» Pedido A
Liste todos os campos da vida para os quais Francisco tira conclusões, segundo o trecho sobre a cultura do cuidado mais abaixo.
» Pedido B
Escreva a continuação do trecho sobre a cultura do cuidado, logo abaixo, a partir do ponto em que ele termina.

A fraternidade, como base das relações humanas, foi tema da recente encíclica de Francisco, Fratelli tutti (Todos sois irmãos). A cultura do cuidado é decorrência e manifestação da fraternidade, levando a construir relações de interesse efetivo pelo bem do próximo e a superar a cultura da indiferença e do descarte, conceitos esses também frequentes nos pronunciamentos do pontífice.
Para ler, baixar e imprimir gratuitamente a Encíclica “Fratelli tutti”, clique aqui
Na sua mensagem sobre a
cultura do cuidado como caminho para a paz, Francisco parte de conceitos
teológicos e chega a conclusões para a vida cultural, social e econômica.
Deus
Criador revela-se ao homem como sábio cuidador do universo e de todos os seres,
convidando também o ser humano a participar do zelo e cuidado que tem pela obra
criada.

» Dados fornecidos
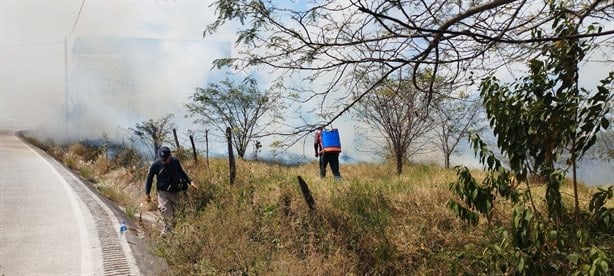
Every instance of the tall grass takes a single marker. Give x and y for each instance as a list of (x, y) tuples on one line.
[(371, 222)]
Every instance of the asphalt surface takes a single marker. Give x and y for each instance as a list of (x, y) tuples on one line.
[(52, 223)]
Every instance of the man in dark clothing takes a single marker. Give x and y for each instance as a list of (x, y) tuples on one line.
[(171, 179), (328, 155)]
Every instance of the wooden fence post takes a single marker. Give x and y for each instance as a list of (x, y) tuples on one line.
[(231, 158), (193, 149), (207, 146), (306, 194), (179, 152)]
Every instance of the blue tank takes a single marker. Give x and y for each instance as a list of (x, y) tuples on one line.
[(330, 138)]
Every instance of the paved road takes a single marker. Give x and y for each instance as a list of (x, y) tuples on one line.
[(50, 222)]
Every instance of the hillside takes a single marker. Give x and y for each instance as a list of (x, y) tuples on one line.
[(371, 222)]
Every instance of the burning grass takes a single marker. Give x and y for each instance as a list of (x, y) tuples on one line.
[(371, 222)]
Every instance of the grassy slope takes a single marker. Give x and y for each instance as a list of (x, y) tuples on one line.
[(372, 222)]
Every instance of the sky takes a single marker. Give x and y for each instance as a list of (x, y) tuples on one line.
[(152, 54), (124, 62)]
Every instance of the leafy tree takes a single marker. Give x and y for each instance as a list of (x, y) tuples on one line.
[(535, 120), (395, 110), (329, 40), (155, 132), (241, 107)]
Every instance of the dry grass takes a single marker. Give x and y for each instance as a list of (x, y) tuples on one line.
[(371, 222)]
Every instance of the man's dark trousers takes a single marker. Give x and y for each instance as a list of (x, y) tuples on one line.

* * *

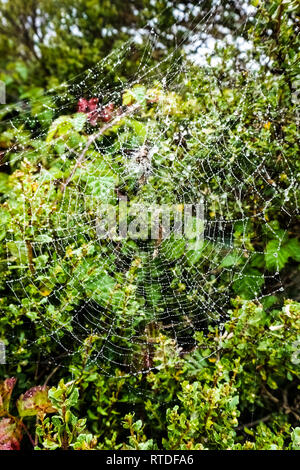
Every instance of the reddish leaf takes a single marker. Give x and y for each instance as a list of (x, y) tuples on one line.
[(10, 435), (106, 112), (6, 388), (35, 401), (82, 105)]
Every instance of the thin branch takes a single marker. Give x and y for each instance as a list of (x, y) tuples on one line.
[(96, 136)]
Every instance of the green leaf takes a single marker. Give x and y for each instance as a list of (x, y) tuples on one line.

» Resposta A
- Vida cultural
- Vida social
- Vida econômica

» Resposta B
Em vez de “lobo devorador do próximo” (“homo hominis lupo”, J. Locke), o homem é chamado a ser cuidador do seu semelhante. Por isso, toda forma de injustiça, desprezo e violência contra o próximo é desaprovada pelo Criador. Jesus Cristo deu o exemplo de atenção misericordiosa pelo próximo, colocando-se junto de quem é vítima de qualquer forma de violência, doando sua vida inteiramente pela humanidade.
Dos seus ensinamentos [de
Jesus] aprendemos que o amor a Deus nunca pode ser separado do amor ao próximo. A prática das obras de misericórdia espiritual e
corporal passou ao núcleo central da vida cristã, traduzindo-se em inúmeras
iniciativas de atenção às pessoas e socorro em suas mais diversas necessidades
e em seus sofrimentos.
O
crer corretamente em Deus está vinculado estreitamente ao viver ativamente o
amor ao próximo, fazendo próprios as suas carências e seus sofrimentos.
A figura do bom samaritano, do Evangelho (cf. Lc 10,25-37) é paradigmática para a cultura do cuidado, inerente à própria essência do cristianismo.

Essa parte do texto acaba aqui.